_Exercise data_.
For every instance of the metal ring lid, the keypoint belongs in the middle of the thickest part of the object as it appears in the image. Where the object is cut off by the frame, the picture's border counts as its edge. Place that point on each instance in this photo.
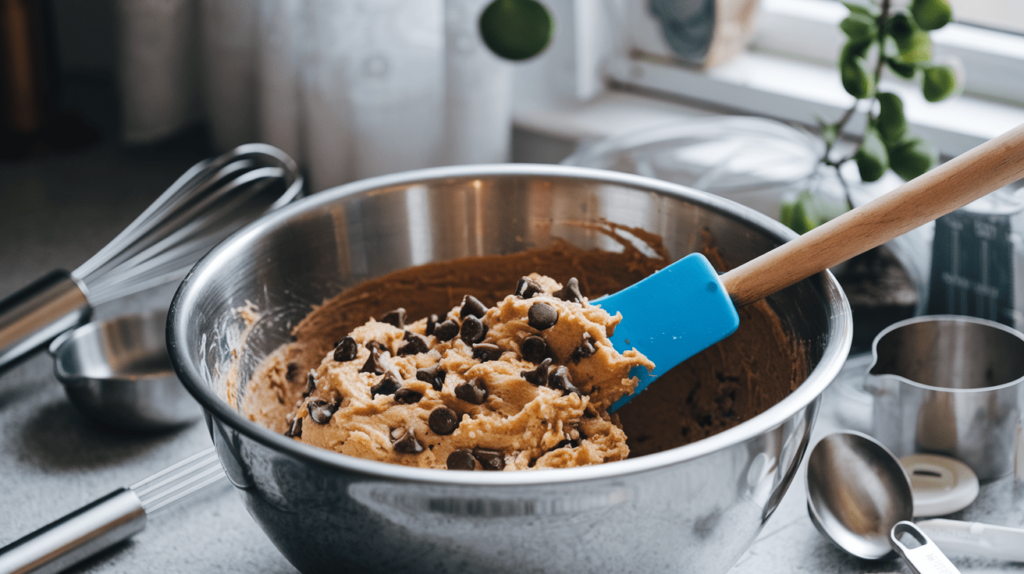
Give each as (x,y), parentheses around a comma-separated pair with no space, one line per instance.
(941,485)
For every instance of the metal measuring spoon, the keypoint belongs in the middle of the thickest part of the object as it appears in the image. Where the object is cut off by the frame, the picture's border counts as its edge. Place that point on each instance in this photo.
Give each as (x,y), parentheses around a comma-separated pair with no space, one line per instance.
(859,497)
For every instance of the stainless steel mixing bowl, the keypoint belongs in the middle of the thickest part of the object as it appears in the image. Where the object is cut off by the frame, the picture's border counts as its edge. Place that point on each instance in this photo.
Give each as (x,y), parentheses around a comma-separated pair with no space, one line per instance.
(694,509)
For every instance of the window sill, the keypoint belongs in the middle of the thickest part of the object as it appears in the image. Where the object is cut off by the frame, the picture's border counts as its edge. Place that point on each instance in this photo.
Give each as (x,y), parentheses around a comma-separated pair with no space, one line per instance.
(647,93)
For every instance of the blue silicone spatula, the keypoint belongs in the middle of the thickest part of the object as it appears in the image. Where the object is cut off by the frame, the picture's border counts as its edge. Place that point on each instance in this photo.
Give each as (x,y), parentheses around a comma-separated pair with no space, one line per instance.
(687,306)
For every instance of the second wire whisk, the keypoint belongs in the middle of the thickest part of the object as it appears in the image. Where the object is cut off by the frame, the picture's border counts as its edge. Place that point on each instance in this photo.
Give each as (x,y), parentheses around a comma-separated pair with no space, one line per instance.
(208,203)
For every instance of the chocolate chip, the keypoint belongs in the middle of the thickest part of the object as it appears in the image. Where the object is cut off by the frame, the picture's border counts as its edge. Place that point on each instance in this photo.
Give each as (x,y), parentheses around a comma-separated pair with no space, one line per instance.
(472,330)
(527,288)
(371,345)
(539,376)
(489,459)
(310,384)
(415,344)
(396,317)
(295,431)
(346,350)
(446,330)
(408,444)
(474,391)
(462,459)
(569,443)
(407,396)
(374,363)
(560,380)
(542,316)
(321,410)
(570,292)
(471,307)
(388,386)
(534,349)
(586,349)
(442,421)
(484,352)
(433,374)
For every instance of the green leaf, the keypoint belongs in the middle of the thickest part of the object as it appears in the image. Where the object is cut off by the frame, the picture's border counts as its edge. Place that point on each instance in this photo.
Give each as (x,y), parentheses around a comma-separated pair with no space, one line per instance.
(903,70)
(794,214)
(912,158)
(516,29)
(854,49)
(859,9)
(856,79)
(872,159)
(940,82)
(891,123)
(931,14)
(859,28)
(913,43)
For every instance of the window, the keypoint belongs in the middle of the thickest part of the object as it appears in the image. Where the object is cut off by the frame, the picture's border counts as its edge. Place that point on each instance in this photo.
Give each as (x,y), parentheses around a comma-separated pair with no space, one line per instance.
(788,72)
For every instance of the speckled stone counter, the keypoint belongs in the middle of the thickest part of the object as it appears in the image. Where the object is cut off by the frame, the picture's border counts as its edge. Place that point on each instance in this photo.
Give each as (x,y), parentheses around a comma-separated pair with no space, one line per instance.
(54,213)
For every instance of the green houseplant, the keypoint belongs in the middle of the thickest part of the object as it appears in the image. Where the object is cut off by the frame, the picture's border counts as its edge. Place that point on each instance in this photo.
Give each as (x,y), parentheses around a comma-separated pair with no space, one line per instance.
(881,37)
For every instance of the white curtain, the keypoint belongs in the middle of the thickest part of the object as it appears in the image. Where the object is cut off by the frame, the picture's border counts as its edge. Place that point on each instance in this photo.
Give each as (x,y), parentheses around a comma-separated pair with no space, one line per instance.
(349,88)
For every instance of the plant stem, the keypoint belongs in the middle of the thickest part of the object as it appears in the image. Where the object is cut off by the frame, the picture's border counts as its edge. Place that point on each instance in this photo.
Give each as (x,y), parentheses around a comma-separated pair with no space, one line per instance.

* * *

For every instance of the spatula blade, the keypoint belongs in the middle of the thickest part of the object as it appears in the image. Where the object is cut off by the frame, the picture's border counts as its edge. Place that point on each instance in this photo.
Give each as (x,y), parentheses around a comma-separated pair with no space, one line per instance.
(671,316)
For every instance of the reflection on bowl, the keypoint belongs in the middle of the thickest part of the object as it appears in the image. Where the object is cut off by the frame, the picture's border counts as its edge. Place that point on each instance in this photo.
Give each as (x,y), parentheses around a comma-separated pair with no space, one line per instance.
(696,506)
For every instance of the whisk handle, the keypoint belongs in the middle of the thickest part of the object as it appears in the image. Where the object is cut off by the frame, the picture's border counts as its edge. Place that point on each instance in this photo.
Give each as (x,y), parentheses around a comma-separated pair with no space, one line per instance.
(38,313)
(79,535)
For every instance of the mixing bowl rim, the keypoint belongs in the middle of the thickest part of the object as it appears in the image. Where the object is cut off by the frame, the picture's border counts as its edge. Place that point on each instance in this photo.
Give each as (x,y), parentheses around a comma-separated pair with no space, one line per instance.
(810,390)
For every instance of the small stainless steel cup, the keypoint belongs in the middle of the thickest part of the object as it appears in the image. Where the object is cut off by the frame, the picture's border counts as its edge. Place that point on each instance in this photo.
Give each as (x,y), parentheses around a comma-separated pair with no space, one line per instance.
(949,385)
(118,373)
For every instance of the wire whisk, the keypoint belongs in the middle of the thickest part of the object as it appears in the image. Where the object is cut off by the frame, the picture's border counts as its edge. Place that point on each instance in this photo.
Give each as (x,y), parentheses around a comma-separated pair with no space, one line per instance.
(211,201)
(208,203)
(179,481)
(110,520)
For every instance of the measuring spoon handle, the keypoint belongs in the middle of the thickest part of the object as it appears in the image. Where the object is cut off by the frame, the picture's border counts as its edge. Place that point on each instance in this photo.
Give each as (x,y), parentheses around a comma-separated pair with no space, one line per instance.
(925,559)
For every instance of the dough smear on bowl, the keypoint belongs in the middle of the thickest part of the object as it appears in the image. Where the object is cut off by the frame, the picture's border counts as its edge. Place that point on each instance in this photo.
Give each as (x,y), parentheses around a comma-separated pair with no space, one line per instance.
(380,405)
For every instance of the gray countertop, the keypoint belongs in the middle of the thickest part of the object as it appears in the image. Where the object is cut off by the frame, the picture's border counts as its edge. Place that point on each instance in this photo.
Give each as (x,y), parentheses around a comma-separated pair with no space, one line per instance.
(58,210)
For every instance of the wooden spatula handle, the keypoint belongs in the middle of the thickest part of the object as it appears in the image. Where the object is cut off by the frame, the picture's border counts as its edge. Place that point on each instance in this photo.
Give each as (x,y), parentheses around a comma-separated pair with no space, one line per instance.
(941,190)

_What is being asked_. Reproduce exactly the section above that begins at the line containing "For every instance of the green houseplant, the" and ends at the line containing "For every instance of the plant", leaving out all other lines.

_Result for this task_.
For every instance of the green houseplant, the keypoint belongs in the middle of the thickest part of the object as it appears in the image. Where the object is cut off by the frame, the picture's border counts as its edge. Place that point on each instance in this photo.
Give each as (x,y), parentheses around a comma-separated pair with no space, one line per instance.
(881,37)
For every instance of the white curtain, the keypoint belongs in the middle of the thickest part of the object as it appears in the image. Where the object is cut off by the frame, the picture's border counts as its edge. Place that point on each instance in this photo.
Give each as (x,y), parentheses around a comma-separated pair with no space, one line per instance.
(349,88)
For every instance of the plant stem, the keypoint belongs in the middle of the thickest part of the object as it appears in the image. Where the object is cut off by the frame, the picture's border counts as its edge. Place that point on each instance in this photo.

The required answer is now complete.